Mormon filmmakers often use a real event to enhance the faith of fellow Latter-day Saints. Because of their limited audience, many of these films make the rounds on movie screens in the Utah, Idaho, and Wyoming; states with higher than average LDS populations.
One such film is The Cokeville Miracle, a movie that recounts an event that took place in the tiny Mormon community of Cokeville, Wyoming. Filmed at Whitesides Elementary school in Layton, Utah, the movie stars Jasen Wade, a Mormon actor who played Levi Savage in another LDS-genre movie called 17 Miracles. The Facebook page for the film cites a comment Wade made in an interview with KUTV, channel 2 in Salt Lake City: “There are a few events that happen in this that I’m trying to wrap my brain around, but I have to believe it. There are just too many witnesses to it. Too many incredible things happened.”
On July 3, 2014, the online LDS Living magazine gave the following description of the film: “The true story that the movie is based on took place on May 16, 1986 when a husband and wife took an entire elementary school hostage with guns and a homemade bomb. Miraculously, when the bomb went off in the classroom where everyone was being held, only the husband and wife were killed.”
Actually, that description is a bit misleading. David and Doris Young did, in fact, enter the Cokeville school with guns and a homemade gasoline bomb. David once served as the town’s marshal. He did not hold the position for very long as he was dismissed shortly after his six-month probation period ended in 1979. The two left Cokeville and moved to Tucson, Arizona. While there, David came up with a plan that involved extorting a ransom of $2 million each for those he planned to take hostage at the school.
David and Doris arrived at the school with guns and a shopping cart containing the bomb. The shopping cart was in the center of classroom number four where the hostages were held. A shoelace connected David to the detonator. When the children began to be restless, they sang songs, read books, and watched television. Some gathered in small groups and prayed. After a 2.5-hour standoff, David took the string off his wrist and tied it to Doris as he went to a nearby restroom. While he was gone, Doris jerked her arm and triggered the device, causing severe burns but not death. David, seeing his wife in extreme pain, shot his wife, went back to the restroom, and shot himself. Seventy-six of the hostages suffered injuries from the blast. Many claimed it was a miracle that more were not hurt or even killed. Investigators found that only one of the blasting caps used in making the bomb actually detonated.

- _Records_
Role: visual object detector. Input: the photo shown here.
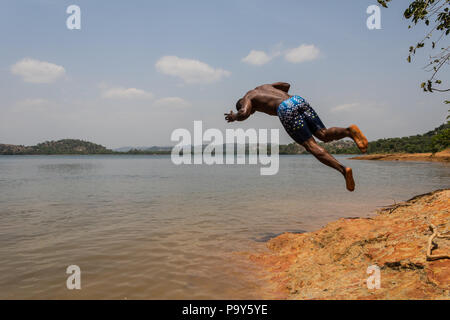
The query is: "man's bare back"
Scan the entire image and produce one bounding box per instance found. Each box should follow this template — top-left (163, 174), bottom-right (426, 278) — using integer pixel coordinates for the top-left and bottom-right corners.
top-left (225, 82), bottom-right (368, 191)
top-left (225, 82), bottom-right (290, 122)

- _What to work on_
1. From the article about the Cokeville school hostage event, list what the children did when they began to be restless.
2. Pick up the article about the Cokeville school hostage event after its last sentence and write the next paragraph.

- _Task-by-task results_
1.
- Sang songs
- Read books
- Watched television
- Some gathered in small groups and prayed

2.
The story plays a role in furthering the cause of Mormonism when some of the children held hostage later started talking about angels appearing during the crisis. The interesting part of this story is that the appearance of angels and voices was not always a part of the story. According to the website www.WyoHistory.org:
Survivors shared their stories with each other, investigators, family members, and hospital personnel. In the days and weeks immediately after this event, most accounts focused on the horrors of the day. As time progressed, however, a different story emerged in this highly religious and largely Mormon community. It became a story of a miracle rather than a tragedy. Oral histories, memoirs and drawings began to reveal a narrative of fortune rather than misfortune. Survivors began to tell their stories through a spiritual lens. They increasingly spoke about their memories in public with professional psychologists, church officials and community counselors. Many recalled praying silently, forming prayer circles and seeing angels during the crisis. This narrative was perpetuated in many publications and productions. For instance, The Cokeville Miracle Foundation’s 2005 book Witness to Miracles: Remembering the Cokeville Elementary School Bombing and the Wyoming State Archives oral history project called “Survivor is My Name” both focused on the reconstructing of this narrative as a miracle instead of a tragedy.
Some of the children later claimed to have seen, and were aided by, their dead grandparents. Being visited by the dead is a positive experience in the context of Mormonism. However, if the above account is accurate, the Cokeville miracle seems to parallel the famous “miracle of the seagulls,” another faith-promoting story that involved thousands of seagulls that descended upon millions of crickets, destined to destroy the crops of the Mormon pioneers in 1848. The seagull story, as with the Cokeville miracle, contains details that developed over time and were not part of the original narrative.